Treatment of Irritable Bowel Syndrome (IBS):

As there is no cure for IBS, treatment of IBS focuses on relieving symptoms. Mild signs and symptoms can often be controlled by managing stress and by making changes in your diet and lifestyle.
Dietary modifications are the first treatments that should be tried to treat IBS. There are several types of foods that often trigger characteristic symptoms and signs of IBS.
Try to:

  • Avoid foods that trigger your symptoms
  • Eat high-fiber foods
  • Drink plenty of fluids
  • Exercise regularly
  • Get enough sleep

Eliminate the following things from your diet:

High-gas foods:

If you experience bloating or gas, you might avoid items such as carbonated and alcoholic beverages, caffeine, raw fruit, and certain vegetables, such as cabbage, broccoli and cauliflower.

» **SOURCE DATA**
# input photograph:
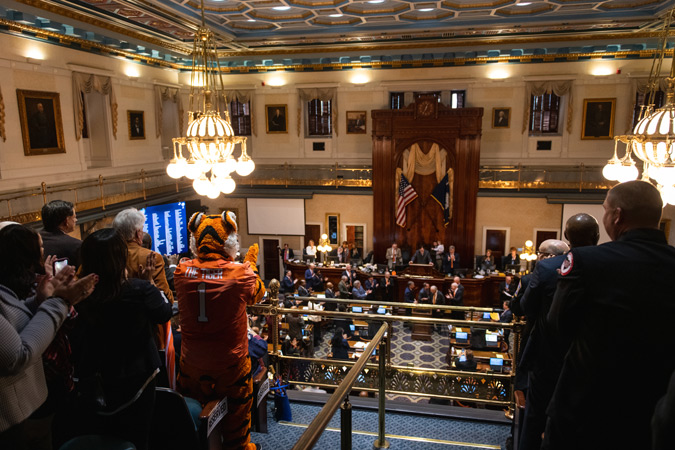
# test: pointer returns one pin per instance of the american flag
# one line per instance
(406, 194)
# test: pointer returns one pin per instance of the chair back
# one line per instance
(173, 425)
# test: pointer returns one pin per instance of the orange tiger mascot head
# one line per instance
(215, 236)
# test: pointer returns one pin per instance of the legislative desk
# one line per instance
(479, 292)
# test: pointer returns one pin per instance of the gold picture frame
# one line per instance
(276, 118)
(598, 120)
(333, 228)
(356, 122)
(501, 117)
(41, 123)
(136, 123)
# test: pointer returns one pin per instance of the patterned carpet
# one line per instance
(404, 431)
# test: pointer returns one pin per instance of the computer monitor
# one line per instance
(513, 268)
(496, 364)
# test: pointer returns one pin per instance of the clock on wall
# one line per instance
(426, 107)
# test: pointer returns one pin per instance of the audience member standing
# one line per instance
(59, 219)
(114, 342)
(28, 322)
(595, 311)
(539, 357)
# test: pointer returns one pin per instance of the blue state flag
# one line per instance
(441, 194)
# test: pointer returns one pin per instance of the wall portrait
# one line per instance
(136, 122)
(41, 124)
(501, 117)
(598, 121)
(276, 117)
(356, 122)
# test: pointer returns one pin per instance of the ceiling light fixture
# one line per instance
(210, 140)
(653, 138)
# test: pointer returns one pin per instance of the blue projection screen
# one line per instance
(167, 225)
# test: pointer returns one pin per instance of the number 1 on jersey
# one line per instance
(201, 290)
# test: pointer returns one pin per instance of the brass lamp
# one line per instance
(205, 154)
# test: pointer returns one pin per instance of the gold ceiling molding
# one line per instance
(85, 44)
(126, 31)
(439, 43)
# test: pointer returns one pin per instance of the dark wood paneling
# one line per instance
(458, 132)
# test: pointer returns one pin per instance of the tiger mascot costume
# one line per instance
(213, 292)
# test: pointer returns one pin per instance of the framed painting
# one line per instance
(136, 122)
(356, 122)
(598, 120)
(276, 117)
(501, 117)
(41, 124)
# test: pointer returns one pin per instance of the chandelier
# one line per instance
(205, 154)
(653, 139)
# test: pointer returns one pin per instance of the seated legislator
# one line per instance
(358, 292)
(288, 283)
(215, 333)
(512, 259)
(393, 256)
(487, 263)
(450, 261)
(344, 288)
(421, 256)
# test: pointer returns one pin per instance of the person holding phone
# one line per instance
(32, 308)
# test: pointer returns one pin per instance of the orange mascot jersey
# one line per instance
(212, 301)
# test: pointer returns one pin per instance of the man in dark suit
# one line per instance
(594, 311)
(507, 288)
(286, 254)
(537, 358)
(59, 219)
(287, 283)
(421, 256)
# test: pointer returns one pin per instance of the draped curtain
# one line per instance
(3, 134)
(242, 96)
(323, 94)
(537, 88)
(86, 83)
(416, 162)
(162, 94)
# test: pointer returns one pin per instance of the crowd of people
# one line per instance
(86, 329)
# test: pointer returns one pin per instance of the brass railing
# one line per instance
(23, 205)
(487, 388)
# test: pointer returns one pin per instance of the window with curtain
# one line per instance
(457, 98)
(659, 97)
(435, 94)
(319, 118)
(544, 114)
(396, 100)
(241, 117)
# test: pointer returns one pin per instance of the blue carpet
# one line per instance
(464, 434)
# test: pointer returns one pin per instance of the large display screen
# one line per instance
(167, 225)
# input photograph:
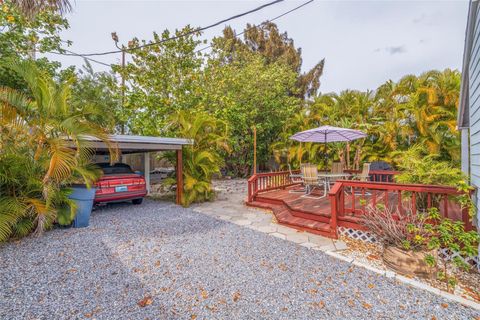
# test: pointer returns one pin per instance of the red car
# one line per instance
(119, 183)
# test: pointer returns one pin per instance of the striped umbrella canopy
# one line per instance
(325, 134)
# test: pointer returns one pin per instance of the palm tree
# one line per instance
(30, 8)
(202, 159)
(43, 149)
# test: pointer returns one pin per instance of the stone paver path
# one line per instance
(161, 261)
(229, 206)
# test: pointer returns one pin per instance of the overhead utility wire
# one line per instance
(180, 35)
(266, 21)
(71, 53)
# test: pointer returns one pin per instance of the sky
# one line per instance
(364, 43)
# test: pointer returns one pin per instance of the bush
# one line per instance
(424, 231)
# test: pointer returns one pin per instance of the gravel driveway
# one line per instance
(160, 261)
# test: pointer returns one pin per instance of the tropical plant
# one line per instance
(23, 38)
(202, 159)
(425, 231)
(43, 148)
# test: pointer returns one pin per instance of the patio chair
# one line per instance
(337, 168)
(365, 174)
(310, 180)
(296, 178)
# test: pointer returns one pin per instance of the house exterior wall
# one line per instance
(474, 102)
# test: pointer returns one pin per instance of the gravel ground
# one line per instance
(160, 261)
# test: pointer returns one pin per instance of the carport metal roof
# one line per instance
(138, 144)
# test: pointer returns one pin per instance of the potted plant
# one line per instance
(411, 241)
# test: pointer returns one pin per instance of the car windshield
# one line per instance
(116, 169)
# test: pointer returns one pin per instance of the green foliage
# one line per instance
(249, 93)
(202, 159)
(432, 232)
(163, 78)
(98, 95)
(23, 37)
(266, 41)
(425, 231)
(37, 162)
(418, 167)
(415, 110)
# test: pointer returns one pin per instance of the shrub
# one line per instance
(424, 231)
(202, 159)
(37, 161)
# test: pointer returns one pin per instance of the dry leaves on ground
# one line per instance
(236, 296)
(146, 301)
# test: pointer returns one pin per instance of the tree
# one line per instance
(98, 94)
(23, 38)
(249, 93)
(30, 8)
(37, 161)
(267, 41)
(202, 159)
(163, 78)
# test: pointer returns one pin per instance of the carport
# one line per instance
(128, 144)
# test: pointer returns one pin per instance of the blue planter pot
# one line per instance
(83, 197)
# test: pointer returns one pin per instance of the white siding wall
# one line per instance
(474, 101)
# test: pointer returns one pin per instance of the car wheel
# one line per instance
(137, 201)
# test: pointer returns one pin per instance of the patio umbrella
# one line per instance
(325, 134)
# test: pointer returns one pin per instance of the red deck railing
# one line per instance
(350, 199)
(262, 182)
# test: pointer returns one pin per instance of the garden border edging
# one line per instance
(408, 281)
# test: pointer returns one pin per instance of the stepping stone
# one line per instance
(267, 229)
(242, 222)
(278, 235)
(329, 247)
(308, 245)
(297, 237)
(319, 240)
(286, 230)
(340, 245)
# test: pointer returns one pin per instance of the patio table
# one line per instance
(326, 177)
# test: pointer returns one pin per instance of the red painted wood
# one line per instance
(179, 177)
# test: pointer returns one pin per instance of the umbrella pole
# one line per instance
(325, 160)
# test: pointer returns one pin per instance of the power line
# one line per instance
(266, 21)
(183, 34)
(71, 53)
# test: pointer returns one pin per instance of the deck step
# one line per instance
(285, 217)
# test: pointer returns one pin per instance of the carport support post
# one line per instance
(146, 167)
(179, 176)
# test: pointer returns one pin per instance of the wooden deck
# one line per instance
(346, 202)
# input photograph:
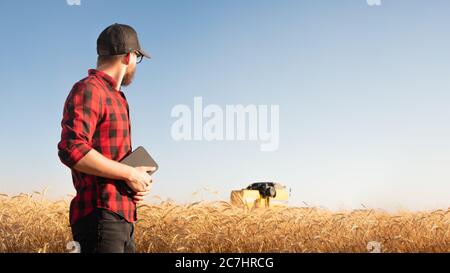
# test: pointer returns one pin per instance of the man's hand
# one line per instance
(139, 180)
(138, 198)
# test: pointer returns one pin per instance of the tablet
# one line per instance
(140, 158)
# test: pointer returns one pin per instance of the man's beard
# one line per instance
(128, 77)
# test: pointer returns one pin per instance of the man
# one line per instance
(96, 135)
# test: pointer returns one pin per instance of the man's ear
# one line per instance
(127, 59)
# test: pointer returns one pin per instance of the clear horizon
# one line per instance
(362, 90)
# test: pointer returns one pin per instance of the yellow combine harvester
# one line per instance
(261, 195)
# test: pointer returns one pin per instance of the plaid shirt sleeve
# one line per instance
(82, 111)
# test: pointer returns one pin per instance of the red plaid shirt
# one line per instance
(96, 116)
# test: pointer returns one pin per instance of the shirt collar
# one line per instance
(104, 76)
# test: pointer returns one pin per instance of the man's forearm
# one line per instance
(94, 163)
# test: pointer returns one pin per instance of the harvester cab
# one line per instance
(261, 195)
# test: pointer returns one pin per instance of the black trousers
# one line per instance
(104, 231)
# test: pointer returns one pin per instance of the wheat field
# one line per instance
(31, 223)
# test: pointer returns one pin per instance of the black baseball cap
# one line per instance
(119, 39)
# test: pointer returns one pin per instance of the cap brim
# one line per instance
(145, 54)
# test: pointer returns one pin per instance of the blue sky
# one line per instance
(363, 94)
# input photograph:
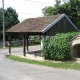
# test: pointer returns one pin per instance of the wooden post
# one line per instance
(9, 44)
(24, 44)
(41, 44)
(27, 43)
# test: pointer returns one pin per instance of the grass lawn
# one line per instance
(64, 65)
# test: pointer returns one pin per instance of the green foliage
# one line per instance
(58, 47)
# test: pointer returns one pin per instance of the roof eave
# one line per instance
(57, 20)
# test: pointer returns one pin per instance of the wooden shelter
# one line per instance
(47, 26)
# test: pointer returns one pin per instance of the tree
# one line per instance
(11, 18)
(71, 8)
(52, 10)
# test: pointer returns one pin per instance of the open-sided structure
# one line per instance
(46, 26)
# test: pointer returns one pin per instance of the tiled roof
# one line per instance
(34, 24)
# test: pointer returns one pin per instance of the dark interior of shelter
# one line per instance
(76, 51)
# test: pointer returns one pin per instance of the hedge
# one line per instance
(58, 47)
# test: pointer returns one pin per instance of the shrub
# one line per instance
(58, 47)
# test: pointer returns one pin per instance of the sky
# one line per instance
(27, 8)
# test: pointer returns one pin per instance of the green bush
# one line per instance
(58, 47)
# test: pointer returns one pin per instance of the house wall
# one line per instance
(62, 26)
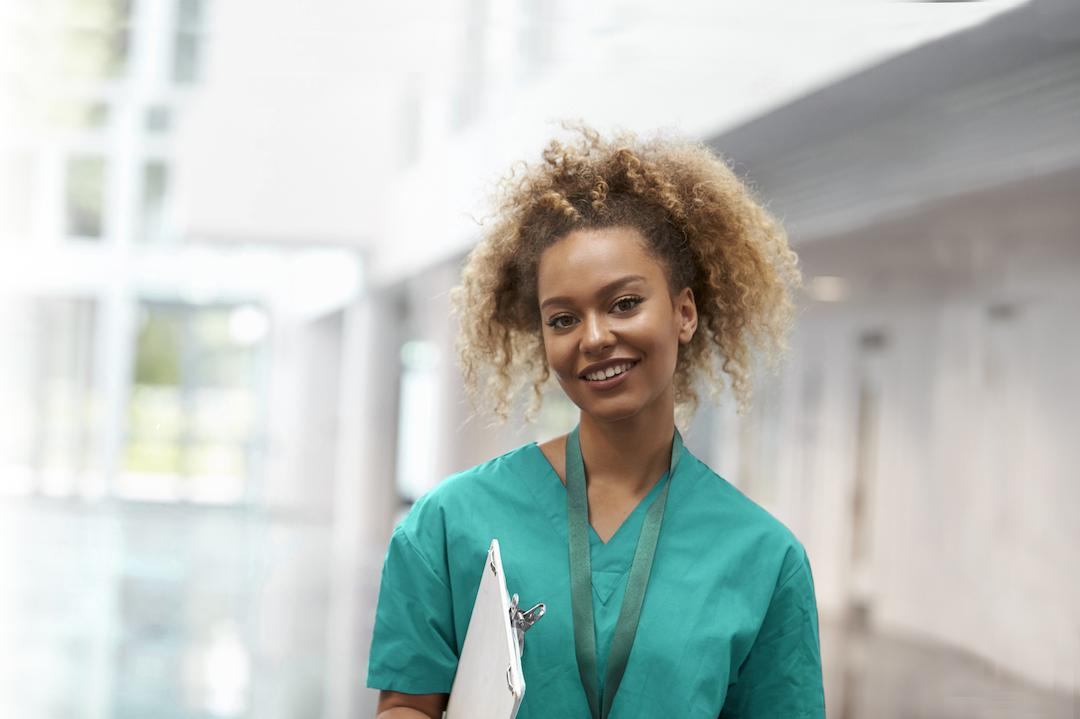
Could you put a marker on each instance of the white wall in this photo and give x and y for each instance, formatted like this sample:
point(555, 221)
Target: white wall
point(971, 478)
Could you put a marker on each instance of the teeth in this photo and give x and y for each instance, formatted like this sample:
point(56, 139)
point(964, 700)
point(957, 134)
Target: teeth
point(610, 371)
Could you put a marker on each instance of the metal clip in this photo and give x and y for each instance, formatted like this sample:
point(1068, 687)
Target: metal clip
point(522, 621)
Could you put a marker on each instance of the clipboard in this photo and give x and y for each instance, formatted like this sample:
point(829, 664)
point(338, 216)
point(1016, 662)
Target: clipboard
point(489, 682)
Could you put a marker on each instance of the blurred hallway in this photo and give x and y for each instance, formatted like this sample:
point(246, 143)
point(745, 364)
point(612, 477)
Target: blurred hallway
point(228, 231)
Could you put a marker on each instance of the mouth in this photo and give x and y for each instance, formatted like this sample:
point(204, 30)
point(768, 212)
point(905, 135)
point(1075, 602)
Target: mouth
point(610, 376)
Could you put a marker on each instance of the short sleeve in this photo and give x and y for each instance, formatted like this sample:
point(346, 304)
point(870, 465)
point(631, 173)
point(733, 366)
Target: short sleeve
point(413, 645)
point(781, 676)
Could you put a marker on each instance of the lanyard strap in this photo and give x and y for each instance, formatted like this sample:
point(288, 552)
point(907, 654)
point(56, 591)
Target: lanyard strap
point(581, 582)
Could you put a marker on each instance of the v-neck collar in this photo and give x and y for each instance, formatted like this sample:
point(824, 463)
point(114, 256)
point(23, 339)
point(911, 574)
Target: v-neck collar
point(611, 559)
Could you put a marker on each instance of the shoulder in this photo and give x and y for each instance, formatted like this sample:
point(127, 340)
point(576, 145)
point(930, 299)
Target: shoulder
point(485, 482)
point(745, 523)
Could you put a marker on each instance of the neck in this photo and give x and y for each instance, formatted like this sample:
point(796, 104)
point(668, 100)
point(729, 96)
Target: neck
point(629, 455)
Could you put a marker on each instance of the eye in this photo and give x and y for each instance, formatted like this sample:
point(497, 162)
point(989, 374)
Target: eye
point(561, 322)
point(626, 303)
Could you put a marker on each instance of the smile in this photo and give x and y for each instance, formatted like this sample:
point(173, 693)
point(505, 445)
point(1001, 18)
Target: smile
point(610, 372)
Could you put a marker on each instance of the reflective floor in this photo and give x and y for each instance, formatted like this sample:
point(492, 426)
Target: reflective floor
point(137, 611)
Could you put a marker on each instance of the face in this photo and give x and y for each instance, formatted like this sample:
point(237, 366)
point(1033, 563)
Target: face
point(611, 325)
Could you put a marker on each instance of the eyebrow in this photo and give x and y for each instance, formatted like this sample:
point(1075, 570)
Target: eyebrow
point(606, 289)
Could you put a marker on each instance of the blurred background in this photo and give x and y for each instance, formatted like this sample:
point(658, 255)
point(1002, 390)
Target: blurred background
point(227, 233)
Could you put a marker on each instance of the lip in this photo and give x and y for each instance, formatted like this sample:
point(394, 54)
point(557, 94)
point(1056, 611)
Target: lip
point(615, 362)
point(611, 381)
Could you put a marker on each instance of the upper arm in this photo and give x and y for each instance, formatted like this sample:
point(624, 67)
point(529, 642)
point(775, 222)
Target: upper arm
point(781, 676)
point(414, 642)
point(433, 705)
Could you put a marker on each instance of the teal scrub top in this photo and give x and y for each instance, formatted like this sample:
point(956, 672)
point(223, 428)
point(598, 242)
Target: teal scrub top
point(728, 626)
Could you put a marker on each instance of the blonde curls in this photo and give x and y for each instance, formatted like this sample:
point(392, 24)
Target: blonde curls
point(698, 218)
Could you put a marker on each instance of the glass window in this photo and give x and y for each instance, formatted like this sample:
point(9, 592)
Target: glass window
point(97, 38)
point(193, 433)
point(159, 119)
point(84, 199)
point(188, 41)
point(17, 187)
point(152, 211)
point(50, 420)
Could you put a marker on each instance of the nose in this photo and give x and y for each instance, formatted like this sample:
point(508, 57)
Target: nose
point(597, 336)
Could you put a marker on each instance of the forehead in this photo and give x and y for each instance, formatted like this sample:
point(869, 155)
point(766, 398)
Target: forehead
point(586, 259)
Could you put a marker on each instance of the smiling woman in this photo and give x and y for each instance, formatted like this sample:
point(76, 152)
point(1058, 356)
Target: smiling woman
point(625, 269)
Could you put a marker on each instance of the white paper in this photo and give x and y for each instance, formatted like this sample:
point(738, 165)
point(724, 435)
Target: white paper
point(489, 683)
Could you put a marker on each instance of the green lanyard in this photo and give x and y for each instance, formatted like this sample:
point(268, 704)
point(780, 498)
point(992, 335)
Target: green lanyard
point(581, 583)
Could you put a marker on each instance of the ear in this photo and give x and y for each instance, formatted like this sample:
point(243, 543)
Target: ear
point(686, 315)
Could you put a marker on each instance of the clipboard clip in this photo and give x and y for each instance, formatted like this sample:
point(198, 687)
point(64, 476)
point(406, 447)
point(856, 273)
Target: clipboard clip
point(522, 621)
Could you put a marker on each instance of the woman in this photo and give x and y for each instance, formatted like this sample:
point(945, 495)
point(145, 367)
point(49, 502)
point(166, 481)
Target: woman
point(628, 269)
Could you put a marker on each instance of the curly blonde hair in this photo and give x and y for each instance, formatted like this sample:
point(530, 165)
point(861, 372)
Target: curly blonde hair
point(699, 220)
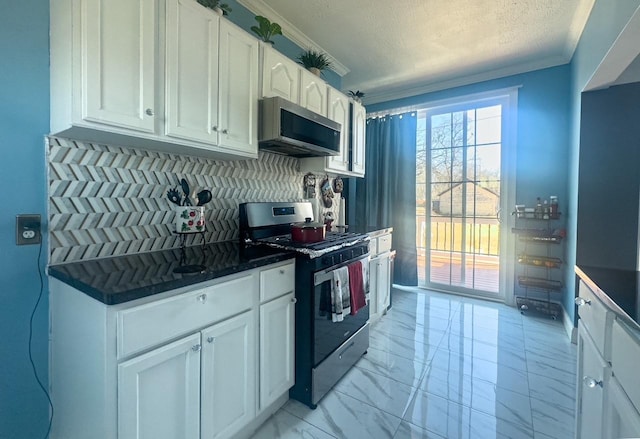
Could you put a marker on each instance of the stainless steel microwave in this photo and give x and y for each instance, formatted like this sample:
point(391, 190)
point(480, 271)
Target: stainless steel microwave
point(288, 128)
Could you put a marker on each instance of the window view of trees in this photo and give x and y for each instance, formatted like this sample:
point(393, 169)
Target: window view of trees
point(458, 190)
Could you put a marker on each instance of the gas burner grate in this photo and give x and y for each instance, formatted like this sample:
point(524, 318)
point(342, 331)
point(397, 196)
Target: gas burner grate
point(332, 239)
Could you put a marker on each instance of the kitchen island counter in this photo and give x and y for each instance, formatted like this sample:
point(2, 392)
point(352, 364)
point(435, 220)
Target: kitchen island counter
point(124, 278)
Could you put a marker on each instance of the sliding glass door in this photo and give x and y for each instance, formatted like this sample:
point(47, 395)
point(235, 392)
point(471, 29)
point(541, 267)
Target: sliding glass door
point(461, 181)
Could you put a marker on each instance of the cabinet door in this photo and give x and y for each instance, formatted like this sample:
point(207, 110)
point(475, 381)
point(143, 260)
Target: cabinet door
point(191, 72)
point(238, 92)
point(313, 92)
point(384, 285)
point(591, 380)
point(276, 348)
point(159, 392)
point(118, 63)
point(359, 127)
point(623, 419)
point(228, 376)
point(280, 75)
point(374, 269)
point(338, 111)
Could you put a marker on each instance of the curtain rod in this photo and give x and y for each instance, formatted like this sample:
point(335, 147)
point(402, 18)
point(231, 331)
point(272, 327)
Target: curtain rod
point(447, 101)
point(395, 111)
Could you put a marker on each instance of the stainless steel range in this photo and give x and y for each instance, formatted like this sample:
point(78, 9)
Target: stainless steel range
point(325, 349)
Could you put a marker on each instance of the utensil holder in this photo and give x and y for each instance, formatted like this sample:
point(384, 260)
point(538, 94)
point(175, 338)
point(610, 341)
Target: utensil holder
point(190, 219)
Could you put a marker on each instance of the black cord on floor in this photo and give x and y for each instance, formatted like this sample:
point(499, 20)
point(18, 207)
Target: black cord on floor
point(33, 366)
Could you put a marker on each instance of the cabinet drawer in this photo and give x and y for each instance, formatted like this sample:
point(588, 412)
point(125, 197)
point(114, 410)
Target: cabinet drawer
point(597, 320)
point(277, 281)
point(373, 247)
point(384, 243)
point(625, 358)
point(147, 325)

» **INSTRUCTIONS**
- a) Using the text on IBS treatment above, decide whether each statement agrees with it. Answer yes or no for each, and quote the words of the text that settle it.
(i) Changes in diet can cure IBS.
(ii) Dietary modifications are the first treatments to try for IBS.
(iii) People with bloating or gas might avoid caffeine.
- b) Continue the text on IBS treatment above, beginning after its final sentence.

» **TASK ANSWERS**
- a)
(i) No: "As there is no cure for IBS, treatment of IBS focuses on relieving symptoms."
(ii) Yes: "Dietary modifications are the first treatments that should be tried to treat IBS."
(iii) Yes: "you might avoid items such as carbonated and alcoholic beverages, caffeine, raw fruit"

- b)
Gluten:

Some people with IBS can have improvement in diarrhea symptoms if they stop eating gluten such as wheat, barley and rye even if they don't have celiac disease.

FODMAPs:

Some people are sensitive to certain carbohydrates such as fructose, fructans, lactose and others, known as FODMAP. FODMAPs are found in certain grains, vegetables, fruits and dairy products. Your IBS symptoms might ease if you follow a strict low-FODMAP diet and then reintroduce foods one at a time. FODMAP refers to a group of short-chain carbohydrates (Fermentable Oligosaccharides, Disaccharides, Monosaccharides, and Polyols) that are not well absorbed in the small intestine and are rapidly fermented by bacteria in the gut. These bacteria produce gas, which can contribute to IBS symptoms.
A dietitian can help you with these diet changes. If your problems are moderate or severe, especially if you have depression or if stress tends to worsen your symptoms, counseling might be suggested by your doctor.
If dietary modifications and lifestyle changes do not adequately treat the symptoms and signs, medical therapies may be recommended by your doctor.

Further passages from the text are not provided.